**PROBLEM DESCRIPTION**
Quote, word for word, every line starting at the line that contains "Target phrase = smartphone" and ending with the last line of the records; include both of these lines and no others.

**Extracted records**
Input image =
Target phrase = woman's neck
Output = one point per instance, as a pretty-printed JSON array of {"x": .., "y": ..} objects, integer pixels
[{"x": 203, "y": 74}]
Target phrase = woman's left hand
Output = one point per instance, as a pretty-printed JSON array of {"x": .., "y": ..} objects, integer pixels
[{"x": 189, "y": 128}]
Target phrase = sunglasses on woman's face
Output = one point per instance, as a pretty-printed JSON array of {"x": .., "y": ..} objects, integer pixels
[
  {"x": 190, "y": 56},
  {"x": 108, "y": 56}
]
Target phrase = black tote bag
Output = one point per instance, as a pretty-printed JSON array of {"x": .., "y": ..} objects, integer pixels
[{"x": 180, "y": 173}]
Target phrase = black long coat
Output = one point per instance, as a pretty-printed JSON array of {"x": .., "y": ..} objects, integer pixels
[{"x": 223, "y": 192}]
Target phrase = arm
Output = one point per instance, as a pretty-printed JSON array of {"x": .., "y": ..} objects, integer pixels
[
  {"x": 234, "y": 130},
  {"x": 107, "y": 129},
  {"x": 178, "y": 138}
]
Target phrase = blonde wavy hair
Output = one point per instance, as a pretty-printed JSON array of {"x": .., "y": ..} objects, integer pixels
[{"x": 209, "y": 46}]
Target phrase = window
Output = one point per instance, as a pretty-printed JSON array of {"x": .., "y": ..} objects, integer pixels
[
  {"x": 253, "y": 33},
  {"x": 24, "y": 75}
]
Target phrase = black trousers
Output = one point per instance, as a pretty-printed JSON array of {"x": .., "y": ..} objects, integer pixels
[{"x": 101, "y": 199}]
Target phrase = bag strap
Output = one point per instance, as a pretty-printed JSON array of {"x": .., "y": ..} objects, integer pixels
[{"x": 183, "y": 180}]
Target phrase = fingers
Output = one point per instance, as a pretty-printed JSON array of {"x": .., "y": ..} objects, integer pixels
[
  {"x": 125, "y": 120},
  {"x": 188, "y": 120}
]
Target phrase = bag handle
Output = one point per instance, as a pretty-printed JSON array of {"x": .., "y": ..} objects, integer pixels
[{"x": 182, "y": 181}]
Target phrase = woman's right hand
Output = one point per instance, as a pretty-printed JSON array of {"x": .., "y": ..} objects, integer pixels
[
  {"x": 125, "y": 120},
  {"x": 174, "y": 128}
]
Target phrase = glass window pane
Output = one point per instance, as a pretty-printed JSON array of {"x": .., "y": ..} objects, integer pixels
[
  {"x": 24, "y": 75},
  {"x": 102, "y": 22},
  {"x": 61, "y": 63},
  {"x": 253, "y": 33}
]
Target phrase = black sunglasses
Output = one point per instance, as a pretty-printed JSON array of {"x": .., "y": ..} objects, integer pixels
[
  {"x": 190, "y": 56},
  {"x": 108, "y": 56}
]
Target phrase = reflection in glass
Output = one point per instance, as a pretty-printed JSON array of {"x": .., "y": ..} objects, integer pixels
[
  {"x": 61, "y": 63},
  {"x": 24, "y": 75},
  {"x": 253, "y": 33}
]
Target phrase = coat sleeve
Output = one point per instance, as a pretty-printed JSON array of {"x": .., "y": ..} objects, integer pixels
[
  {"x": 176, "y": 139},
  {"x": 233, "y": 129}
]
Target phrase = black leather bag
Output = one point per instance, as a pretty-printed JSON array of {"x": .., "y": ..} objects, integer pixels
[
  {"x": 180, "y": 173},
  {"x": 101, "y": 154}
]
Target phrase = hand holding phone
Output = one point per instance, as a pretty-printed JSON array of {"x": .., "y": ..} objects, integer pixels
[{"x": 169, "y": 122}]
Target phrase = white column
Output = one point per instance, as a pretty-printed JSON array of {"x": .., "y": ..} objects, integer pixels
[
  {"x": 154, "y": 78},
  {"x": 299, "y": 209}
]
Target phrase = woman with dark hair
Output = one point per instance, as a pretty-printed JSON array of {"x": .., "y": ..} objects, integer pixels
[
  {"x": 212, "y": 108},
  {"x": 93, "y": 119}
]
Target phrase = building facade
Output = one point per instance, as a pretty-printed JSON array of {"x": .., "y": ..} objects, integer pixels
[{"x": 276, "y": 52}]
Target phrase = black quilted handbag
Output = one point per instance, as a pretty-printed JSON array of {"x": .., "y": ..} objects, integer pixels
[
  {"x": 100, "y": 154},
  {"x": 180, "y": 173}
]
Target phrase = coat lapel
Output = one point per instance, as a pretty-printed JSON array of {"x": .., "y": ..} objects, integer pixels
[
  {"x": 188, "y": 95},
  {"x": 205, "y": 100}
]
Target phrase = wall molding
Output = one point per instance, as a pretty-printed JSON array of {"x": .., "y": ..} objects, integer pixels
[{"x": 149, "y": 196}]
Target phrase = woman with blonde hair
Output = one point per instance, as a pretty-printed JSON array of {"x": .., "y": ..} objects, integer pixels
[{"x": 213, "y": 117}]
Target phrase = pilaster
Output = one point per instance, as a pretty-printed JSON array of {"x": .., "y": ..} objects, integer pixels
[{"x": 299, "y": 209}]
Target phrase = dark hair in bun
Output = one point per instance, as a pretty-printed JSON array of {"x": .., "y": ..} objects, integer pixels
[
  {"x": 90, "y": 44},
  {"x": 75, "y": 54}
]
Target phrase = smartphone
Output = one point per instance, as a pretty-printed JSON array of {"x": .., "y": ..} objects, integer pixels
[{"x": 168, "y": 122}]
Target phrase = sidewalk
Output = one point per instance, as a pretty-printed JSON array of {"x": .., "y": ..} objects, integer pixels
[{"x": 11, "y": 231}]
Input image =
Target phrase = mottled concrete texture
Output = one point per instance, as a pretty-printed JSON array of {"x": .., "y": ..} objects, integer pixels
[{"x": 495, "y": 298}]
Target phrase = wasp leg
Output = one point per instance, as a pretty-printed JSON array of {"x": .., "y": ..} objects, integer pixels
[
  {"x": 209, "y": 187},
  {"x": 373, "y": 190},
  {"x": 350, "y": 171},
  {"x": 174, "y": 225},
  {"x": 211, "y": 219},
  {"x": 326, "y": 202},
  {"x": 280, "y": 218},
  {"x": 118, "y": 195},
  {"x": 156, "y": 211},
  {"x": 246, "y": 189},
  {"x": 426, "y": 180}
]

**EXERCISE RESPONSE**
Target phrase = smartphone
Output = one point per instance, as a pretty-printed JSON array of {"x": .., "y": ..} objects, integer pixels
[{"x": 168, "y": 122}]
Target phrase = sidewalk
Output = one point per instance, as a pretty-printed JSON array of {"x": .., "y": ..} objects, integer pixels
[{"x": 11, "y": 231}]
Input image =
Target phrase = mottled concrete texture
Output = one point per instance, as a pretty-printed JSON array of {"x": .., "y": ..} objects, integer pixels
[{"x": 495, "y": 298}]
Target phrase = wasp leg
Output = one point per instance, as a pretty-printed JSON array of {"x": .., "y": ..} objects, integer pixels
[
  {"x": 209, "y": 187},
  {"x": 373, "y": 190},
  {"x": 350, "y": 171},
  {"x": 174, "y": 225},
  {"x": 211, "y": 219},
  {"x": 326, "y": 202},
  {"x": 280, "y": 218},
  {"x": 118, "y": 195},
  {"x": 156, "y": 211},
  {"x": 246, "y": 189},
  {"x": 426, "y": 180}
]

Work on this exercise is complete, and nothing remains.